## Set task
Duplicate, word for word, the passage of the Bessler's wheel discussion that opens with the words "This proces is" and closes with "a different principle.".

## Selection
────────

This proces is continuously disturbing the equilibrium it is trying to find because the normally one way motion gets converted and stored into two way motion, which is moving away from each other and therefore can never find rest.

Duck Weed.

   Duck,
 What you are describing is what I believe to be one of Bessler's wheels. With what I believe he had found, he could have the levers fall towards center and strike the hub. This could explain the 8 knocking sounds that people heard. If he tethered the weights, then he could control the mechanics of his wheel and employ a different principle.
 With the 4 weighted wheel, it is something I thought of while trying to understand what Bessler might have known.
 If you look at the first few drawings in the link, it is the simplest way to have gravity do all the work. http://www.besslerwheel.com/wiki/index.php?title=MT_1-20
 I did the math last night and made one slight mistake which I corrected this morning. With the basic diagram, if a weight as an example has it's CoG 10cm's from center and it's CoG can move from that point 2cm's at an angle of 45 degrees, the downward path is about 3 cm's longer than the path the weight moving upward would follow.

────────

## Information given

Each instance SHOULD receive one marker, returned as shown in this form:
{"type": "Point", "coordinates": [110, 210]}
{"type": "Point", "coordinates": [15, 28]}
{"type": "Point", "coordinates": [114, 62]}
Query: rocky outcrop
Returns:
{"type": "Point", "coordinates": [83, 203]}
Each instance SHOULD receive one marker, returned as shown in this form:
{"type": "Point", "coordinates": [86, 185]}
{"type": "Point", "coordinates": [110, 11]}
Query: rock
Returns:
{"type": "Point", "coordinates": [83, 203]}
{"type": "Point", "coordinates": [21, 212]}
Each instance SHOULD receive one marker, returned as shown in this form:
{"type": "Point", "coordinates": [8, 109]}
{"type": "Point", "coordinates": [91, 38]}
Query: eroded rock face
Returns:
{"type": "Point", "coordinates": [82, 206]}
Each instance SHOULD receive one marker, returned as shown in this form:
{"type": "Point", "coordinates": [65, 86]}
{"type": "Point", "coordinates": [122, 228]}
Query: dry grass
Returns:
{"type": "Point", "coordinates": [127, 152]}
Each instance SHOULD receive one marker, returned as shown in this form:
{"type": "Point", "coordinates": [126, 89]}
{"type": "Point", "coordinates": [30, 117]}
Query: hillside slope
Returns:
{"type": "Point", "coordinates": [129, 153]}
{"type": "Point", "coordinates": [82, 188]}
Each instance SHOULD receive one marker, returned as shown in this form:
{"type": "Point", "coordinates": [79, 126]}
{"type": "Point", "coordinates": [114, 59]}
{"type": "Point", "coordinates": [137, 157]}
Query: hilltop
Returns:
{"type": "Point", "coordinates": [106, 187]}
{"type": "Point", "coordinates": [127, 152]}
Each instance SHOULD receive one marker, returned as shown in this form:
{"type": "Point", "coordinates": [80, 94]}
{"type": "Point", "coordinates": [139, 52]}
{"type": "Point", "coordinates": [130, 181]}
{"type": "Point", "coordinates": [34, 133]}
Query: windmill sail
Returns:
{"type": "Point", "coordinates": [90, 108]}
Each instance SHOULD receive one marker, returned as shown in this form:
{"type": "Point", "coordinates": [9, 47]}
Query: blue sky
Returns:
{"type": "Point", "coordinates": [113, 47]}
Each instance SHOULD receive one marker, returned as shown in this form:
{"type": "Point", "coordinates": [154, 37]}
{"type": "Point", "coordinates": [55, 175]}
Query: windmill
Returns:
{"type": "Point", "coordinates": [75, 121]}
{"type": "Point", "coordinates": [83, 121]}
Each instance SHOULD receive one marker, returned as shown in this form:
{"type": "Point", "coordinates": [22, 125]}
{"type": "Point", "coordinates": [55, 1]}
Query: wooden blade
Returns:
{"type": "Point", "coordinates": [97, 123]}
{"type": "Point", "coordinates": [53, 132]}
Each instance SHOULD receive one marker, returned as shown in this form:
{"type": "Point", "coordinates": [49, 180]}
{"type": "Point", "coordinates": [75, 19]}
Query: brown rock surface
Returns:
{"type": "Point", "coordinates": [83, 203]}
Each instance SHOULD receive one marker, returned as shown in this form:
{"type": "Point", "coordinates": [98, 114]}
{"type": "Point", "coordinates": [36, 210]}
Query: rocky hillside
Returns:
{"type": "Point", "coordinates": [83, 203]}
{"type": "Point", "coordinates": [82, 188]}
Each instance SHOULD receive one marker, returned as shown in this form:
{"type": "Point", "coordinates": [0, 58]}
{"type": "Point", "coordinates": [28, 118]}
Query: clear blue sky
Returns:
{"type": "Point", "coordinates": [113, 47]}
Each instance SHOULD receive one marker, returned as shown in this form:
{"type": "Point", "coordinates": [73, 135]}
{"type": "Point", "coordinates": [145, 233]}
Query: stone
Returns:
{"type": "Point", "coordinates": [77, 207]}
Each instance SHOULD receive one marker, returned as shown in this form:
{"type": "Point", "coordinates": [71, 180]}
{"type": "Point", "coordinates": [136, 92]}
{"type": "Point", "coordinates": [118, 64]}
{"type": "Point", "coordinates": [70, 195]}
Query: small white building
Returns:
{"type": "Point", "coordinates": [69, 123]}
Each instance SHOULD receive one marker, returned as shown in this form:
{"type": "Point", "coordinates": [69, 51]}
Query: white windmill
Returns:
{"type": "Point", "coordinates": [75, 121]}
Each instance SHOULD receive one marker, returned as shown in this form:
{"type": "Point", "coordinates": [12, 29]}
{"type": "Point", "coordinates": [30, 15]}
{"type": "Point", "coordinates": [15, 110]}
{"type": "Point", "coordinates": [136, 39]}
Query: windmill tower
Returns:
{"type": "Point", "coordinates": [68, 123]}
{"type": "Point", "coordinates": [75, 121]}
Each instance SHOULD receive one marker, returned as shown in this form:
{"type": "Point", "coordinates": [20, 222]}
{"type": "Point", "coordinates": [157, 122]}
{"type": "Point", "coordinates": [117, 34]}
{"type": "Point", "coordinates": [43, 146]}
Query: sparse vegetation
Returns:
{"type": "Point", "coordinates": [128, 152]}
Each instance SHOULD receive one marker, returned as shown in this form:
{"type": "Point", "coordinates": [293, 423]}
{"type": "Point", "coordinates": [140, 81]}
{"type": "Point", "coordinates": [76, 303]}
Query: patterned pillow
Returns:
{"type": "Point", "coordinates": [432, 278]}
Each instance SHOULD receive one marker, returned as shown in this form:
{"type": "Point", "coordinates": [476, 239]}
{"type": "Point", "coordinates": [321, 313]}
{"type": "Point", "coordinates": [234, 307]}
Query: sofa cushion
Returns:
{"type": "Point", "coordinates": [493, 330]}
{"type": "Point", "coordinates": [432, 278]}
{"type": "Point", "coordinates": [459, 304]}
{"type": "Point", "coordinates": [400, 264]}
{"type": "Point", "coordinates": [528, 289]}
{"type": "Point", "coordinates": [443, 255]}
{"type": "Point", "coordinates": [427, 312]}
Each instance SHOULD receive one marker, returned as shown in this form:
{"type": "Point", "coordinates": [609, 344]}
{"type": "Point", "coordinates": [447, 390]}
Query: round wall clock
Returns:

────────

## Completed exercise
This proces is continuously disturbing the equilibrium it is trying to find because the normally one way motion gets converted and stored into two way motion, which is moving away from each other and therefore can never find rest.

Duck Weed.

   Duck,
 What you are describing is what I believe to be one of Bessler's wheels. With what I believe he had found, he could have the levers fall towards center and strike the hub. This could explain the 8 knocking sounds that people heard. If he tethered the weights, then he could control the mechanics of his wheel and employ a different principle.